# [AIM OF THE EXERCISE]
Output the lines of the entries below beginning at the one with "-- sample [209,41]." and ending with the last, exactly as written and without pictures.

——

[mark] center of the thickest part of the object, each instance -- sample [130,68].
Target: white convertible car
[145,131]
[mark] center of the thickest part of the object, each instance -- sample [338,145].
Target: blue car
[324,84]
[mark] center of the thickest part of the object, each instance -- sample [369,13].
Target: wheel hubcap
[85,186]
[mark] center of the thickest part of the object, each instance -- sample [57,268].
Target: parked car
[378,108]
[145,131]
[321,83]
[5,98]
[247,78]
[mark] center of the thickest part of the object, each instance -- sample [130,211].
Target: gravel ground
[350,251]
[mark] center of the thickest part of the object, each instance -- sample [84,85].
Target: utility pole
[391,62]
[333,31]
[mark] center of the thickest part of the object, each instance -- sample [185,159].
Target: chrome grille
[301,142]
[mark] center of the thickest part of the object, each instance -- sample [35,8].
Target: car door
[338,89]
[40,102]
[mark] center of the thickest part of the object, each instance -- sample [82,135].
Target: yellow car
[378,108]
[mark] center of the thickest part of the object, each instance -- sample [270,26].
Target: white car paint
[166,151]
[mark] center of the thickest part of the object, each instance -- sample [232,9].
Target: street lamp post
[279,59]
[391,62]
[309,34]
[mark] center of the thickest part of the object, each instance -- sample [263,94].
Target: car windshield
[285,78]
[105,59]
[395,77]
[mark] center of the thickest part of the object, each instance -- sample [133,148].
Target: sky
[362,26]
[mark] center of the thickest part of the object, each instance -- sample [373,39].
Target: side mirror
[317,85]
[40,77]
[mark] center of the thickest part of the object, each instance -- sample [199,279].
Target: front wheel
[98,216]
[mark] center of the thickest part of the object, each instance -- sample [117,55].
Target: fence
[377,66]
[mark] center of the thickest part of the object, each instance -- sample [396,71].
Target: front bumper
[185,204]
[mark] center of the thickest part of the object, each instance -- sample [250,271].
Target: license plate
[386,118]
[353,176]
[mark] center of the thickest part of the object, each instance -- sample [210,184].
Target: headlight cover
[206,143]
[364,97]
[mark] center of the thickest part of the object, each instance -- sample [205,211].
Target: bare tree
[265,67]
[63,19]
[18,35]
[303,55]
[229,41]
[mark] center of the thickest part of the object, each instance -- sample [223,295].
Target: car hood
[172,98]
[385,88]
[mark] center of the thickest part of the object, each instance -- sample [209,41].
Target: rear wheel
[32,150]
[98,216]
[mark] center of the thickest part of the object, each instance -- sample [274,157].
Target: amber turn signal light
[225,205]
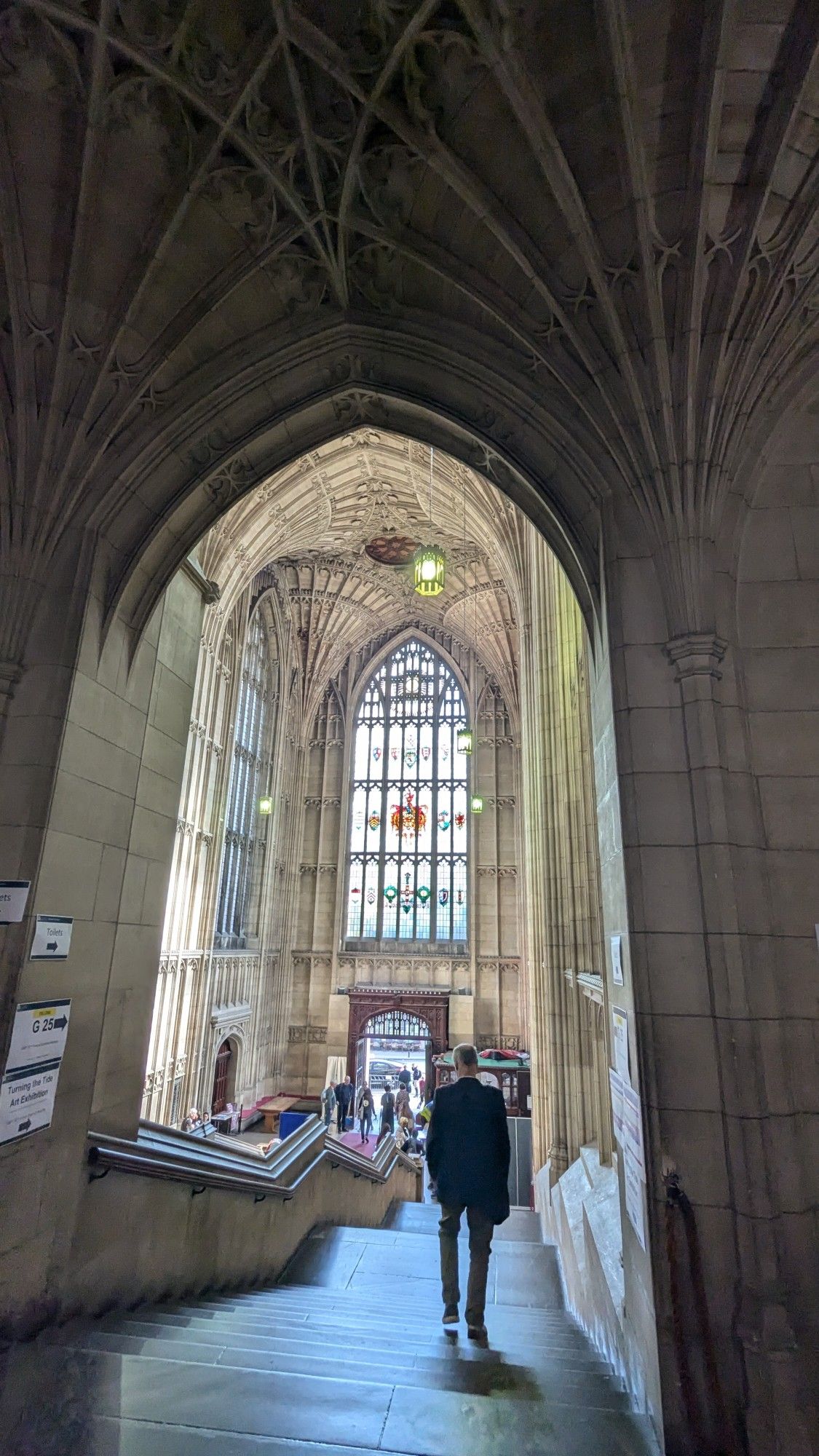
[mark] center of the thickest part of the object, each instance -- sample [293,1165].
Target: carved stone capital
[11,675]
[695,654]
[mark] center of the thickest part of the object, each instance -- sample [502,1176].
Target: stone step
[587,1388]
[301,1339]
[222,1404]
[302,1298]
[344,1329]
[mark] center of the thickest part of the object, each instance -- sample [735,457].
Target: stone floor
[346,1355]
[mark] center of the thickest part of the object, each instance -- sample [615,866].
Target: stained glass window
[410,804]
[248,777]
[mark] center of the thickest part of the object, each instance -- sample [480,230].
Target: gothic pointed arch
[408,829]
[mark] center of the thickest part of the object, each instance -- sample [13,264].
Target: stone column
[560,873]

——

# [THE ANSWER]
[mark] center of the thickest part of the object, each instance -- sample [209,41].
Target: rear wheel
[32,150]
[98,216]
[mark] center of the thickest part of the object, each instance -- sample [274,157].
Target: amber turn signal light
[225,205]
[mark] center of the thickest part of the object, each instance -- sample [293,1165].
Target: carved stone capital
[11,675]
[695,654]
[mark] center of the thickest part of the object, each instance -- sample [502,1176].
Target: stone step
[587,1388]
[301,1339]
[222,1404]
[302,1298]
[344,1329]
[mark] center of the thickest part of the object, each instance -- sample [735,457].
Target: stone floor
[346,1355]
[mark] center of the thickest part of the object, each instance -- sample [615,866].
Target: stained glass window
[410,804]
[248,777]
[mark] center of the thickest part of the object, each instance -- sample [480,230].
Target: gothic pointed arch
[408,829]
[mark] center of the thickest part of the object, each instance -- sample [13,264].
Target: stone column
[560,873]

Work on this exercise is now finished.